▸ **PROBLEM REQUIREMENTS**
In every row below, change "human finger" to "human hand" and repeat the lines with nothing else altered. Leave the pictures out of your reply.

=======

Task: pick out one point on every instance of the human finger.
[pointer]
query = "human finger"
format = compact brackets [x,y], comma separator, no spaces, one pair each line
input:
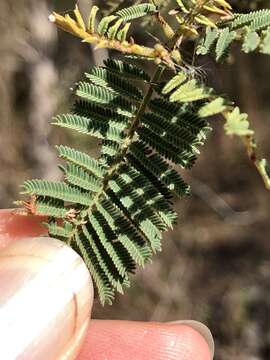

=======

▸ **RESPONSE**
Task: pick out one point on every instance of the human hand.
[pointer]
query = "human hand"
format = compact brackets [x,y], comma separator, no spaces, one pair each line
input:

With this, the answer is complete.